Passage.
I and the rest of the students, all from different majors,  found ourselves on the other side of the globe, immersed in a different culture, completely outside of our comfort zones. 

Although the group had gathered in a classroom setting during the Spring quarter before the trip to prepare for our time abroad, the consensus was that none of us felt completely prepared or equipped for the journey ahead of us.

“What I did not know at the time of saying goodbye to my wife and family [is] that I would be going on a trip with people who I consider brothers and sisters to me,”  Ernest Thomas, a senior integrated studies major, said in one of his blog posts on the group’s collective study abroad blog page. “You learn a lot about others when you spend weeks with them.”

The best part about traveling with a small, tight-knit group of students was that everyone had each other to lean on because all of us were going through the same experience together.

As part of the reflection process, the class was responsible for composing blog posts about the topics that were explored, experienced and felt throughout the trip. The two courses that set the tone for the study abroad were Writing Across Cultures and Arab Spring: Gender, Islam, Democracy. Within the blog, each one of the students wrote about how they returned home with deepened relationships and many stories about experiences of cultural intimacy. 

At the beginning of our six-night stay in Meknes, the city we stayed in the longest,  Moroccan college students who were learning English invited us to have juice with them. These students immediately made us feel like family, showing us the ins and outs of their city and their culture.

Information supplied.
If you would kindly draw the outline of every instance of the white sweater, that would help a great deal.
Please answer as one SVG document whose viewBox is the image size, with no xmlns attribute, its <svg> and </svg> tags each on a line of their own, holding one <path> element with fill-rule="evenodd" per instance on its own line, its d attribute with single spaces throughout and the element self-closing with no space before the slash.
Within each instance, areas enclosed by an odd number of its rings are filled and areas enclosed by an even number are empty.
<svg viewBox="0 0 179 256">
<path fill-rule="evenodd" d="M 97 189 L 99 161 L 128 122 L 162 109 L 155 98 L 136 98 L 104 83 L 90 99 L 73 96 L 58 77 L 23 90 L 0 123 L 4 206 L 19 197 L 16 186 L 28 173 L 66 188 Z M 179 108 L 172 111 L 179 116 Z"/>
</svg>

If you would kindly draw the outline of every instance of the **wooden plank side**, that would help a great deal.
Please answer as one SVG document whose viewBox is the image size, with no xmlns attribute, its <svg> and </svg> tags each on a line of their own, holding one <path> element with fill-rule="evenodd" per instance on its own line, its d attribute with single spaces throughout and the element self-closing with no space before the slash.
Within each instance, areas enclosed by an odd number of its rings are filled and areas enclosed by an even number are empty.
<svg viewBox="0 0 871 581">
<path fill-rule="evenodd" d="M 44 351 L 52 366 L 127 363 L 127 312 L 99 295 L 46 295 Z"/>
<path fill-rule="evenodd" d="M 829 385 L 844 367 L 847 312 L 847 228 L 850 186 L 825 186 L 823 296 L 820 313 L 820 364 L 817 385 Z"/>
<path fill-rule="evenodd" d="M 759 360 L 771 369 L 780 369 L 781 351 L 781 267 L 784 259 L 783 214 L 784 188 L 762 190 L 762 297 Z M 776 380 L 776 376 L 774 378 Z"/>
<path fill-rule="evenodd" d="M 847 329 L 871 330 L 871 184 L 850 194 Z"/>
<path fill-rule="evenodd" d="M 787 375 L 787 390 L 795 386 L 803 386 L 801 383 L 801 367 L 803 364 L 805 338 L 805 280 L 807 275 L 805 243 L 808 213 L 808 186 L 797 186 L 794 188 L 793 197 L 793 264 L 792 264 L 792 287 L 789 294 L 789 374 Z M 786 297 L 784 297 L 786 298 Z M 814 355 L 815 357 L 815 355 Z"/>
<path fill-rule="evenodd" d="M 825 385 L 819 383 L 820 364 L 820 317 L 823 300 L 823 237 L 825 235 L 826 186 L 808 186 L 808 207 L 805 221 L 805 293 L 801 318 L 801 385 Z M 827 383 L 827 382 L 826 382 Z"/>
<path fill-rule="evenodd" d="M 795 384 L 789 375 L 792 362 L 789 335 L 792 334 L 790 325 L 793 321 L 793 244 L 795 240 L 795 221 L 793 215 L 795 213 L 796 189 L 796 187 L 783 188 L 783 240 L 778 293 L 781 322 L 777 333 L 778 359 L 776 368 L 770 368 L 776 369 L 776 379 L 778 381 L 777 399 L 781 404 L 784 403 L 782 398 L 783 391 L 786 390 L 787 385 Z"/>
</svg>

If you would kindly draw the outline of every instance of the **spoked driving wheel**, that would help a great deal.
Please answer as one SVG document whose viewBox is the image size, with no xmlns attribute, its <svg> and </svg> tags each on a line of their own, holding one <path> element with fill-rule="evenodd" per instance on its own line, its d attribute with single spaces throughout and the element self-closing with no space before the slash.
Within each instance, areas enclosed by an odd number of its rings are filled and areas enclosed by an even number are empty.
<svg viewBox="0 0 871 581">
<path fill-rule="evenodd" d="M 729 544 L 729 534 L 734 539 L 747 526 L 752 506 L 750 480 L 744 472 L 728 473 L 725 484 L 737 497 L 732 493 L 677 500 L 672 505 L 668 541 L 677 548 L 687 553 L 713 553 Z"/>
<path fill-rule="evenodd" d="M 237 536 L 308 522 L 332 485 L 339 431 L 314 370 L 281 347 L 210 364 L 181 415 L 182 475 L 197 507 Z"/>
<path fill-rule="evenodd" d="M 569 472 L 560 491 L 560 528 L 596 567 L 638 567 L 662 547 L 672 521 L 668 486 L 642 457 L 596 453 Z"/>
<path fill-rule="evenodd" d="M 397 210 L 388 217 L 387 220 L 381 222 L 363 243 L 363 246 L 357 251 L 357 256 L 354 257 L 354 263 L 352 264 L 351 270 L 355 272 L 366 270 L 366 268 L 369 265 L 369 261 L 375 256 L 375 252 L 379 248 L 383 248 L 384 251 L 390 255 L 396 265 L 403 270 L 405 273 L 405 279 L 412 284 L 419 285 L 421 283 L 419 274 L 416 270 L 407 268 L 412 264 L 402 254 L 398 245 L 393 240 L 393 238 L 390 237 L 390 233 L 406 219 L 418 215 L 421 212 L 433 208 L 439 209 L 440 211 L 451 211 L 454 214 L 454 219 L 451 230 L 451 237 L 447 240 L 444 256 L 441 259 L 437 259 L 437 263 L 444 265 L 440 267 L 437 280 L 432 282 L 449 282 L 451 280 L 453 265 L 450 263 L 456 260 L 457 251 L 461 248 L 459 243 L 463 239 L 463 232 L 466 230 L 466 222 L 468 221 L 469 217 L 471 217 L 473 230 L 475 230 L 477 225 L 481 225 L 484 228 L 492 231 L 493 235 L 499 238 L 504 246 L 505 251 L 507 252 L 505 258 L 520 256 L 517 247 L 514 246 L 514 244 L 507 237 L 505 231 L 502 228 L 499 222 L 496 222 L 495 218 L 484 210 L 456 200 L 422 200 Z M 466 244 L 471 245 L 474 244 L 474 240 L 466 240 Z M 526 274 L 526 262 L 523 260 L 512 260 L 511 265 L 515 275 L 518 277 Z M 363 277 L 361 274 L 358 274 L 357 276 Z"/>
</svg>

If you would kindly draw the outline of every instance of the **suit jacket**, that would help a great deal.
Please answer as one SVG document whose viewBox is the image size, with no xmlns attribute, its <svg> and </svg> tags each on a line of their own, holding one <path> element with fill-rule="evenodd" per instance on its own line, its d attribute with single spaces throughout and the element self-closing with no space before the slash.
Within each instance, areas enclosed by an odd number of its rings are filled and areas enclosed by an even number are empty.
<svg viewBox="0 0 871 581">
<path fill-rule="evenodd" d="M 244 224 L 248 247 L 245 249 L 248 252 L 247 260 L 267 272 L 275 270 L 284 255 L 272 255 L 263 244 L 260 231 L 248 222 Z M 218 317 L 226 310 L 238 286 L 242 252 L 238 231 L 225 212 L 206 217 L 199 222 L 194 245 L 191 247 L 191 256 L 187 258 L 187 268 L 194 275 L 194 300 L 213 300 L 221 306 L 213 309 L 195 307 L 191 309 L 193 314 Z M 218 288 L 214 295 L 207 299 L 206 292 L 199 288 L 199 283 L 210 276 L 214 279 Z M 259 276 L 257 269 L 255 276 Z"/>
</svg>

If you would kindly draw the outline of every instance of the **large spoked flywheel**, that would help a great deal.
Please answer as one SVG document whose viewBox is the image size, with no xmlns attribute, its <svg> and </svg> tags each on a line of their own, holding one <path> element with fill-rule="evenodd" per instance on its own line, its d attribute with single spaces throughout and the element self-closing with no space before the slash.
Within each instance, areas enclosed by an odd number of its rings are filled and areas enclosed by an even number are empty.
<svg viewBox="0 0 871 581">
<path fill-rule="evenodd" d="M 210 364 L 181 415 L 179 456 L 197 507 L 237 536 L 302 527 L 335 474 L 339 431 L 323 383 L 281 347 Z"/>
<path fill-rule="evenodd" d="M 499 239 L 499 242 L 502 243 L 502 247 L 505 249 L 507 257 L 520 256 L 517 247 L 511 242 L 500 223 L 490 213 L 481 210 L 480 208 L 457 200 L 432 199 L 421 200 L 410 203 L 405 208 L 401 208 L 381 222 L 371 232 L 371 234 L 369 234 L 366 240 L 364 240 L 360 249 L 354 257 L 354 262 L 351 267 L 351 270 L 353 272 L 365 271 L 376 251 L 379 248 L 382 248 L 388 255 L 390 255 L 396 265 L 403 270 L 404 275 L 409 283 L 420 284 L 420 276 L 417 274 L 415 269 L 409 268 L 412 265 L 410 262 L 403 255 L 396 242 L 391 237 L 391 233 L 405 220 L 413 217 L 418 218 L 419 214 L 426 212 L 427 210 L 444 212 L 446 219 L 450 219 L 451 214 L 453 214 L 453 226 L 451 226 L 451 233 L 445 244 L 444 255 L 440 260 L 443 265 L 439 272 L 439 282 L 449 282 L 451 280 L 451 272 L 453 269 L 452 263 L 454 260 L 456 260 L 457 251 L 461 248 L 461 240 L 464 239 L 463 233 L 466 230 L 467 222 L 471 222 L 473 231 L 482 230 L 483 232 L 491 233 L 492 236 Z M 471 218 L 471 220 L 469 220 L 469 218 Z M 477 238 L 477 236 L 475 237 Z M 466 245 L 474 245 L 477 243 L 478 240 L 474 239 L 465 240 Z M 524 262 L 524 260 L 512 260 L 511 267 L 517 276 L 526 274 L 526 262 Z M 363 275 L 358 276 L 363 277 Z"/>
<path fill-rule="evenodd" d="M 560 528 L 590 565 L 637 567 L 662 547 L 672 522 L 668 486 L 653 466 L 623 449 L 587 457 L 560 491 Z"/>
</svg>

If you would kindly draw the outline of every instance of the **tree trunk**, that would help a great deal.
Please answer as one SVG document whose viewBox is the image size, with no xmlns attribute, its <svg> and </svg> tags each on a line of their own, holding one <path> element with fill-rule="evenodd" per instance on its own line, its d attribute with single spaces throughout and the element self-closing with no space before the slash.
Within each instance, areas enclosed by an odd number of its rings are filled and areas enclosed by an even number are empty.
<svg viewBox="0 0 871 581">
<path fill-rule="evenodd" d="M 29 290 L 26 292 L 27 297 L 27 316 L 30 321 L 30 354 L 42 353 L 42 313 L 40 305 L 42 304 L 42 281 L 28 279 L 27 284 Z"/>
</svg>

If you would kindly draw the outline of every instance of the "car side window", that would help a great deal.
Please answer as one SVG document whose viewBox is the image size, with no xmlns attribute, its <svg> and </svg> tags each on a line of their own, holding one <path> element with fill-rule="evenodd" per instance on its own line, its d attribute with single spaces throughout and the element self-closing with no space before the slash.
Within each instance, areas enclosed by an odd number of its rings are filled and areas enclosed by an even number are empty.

Work instruction 1.
Answer these from the study abroad passage:
(a) What year and major is Ernest Thomas?
(b) Which two courses set the tone for the study abroad?
(c) How many nights did the group stay in Meknes?
Work instruction 2.
Carry on the study abroad account from its last sentence.

Your response 1.
(a) He is a senior integrated studies major.
(b) Writing Across Cultures and Arab Spring: Gender, Islam, Democracy.
(c) Six nights.

Your response 2.
In an interview, Thomas also discussed how one of his favorite moments on the trip was the opportunity to have home-cooked, traditional Moroccan meals with local students and their families. 

“It was just great because ever since we got to Morocco, it felt like they made us feel like we belong and we had always been there,” Thomas said. 

The theme of relational and intimate growth is reiterated in each student’s stories of hospitality. 

While each student took relational leaps, they also experienced self-reflection and growth in the most uncomfortable corners of their personal lives. 

“The three weeks of the educational tour in Spain and Morocco changed my life. I felt like my decision to become a teacher was the right course,” Thomas wrote in a blog post. “It took one class of teaching English to Moroccan students to let me know that I want to be a person who helps students ignite their passion and never let it be extinguish[ed].”

While Thomas felt he found assurance in his calling, another student, Lucila Morseletto, a senior social justice and cultural studies major, discussed how her “experience leaving was completely different” than when she arrived. 

Before the trip, Morseletto was anxious and afraid. Afterward, she felt confident.

“I was sad to be leaving the people I felt that I had connected with, but I wasn’t scared at all. And even though I was going alone, I didn’t necessarily feel alone,” Morseletto wrote. 

“I left feeling more intelligent, more knowledgeable, more well rounded.” 

The majority of our time abroad was spent discussing and reflecting on the cultural tendencies we were both learning about, and experiencing, all at the same time.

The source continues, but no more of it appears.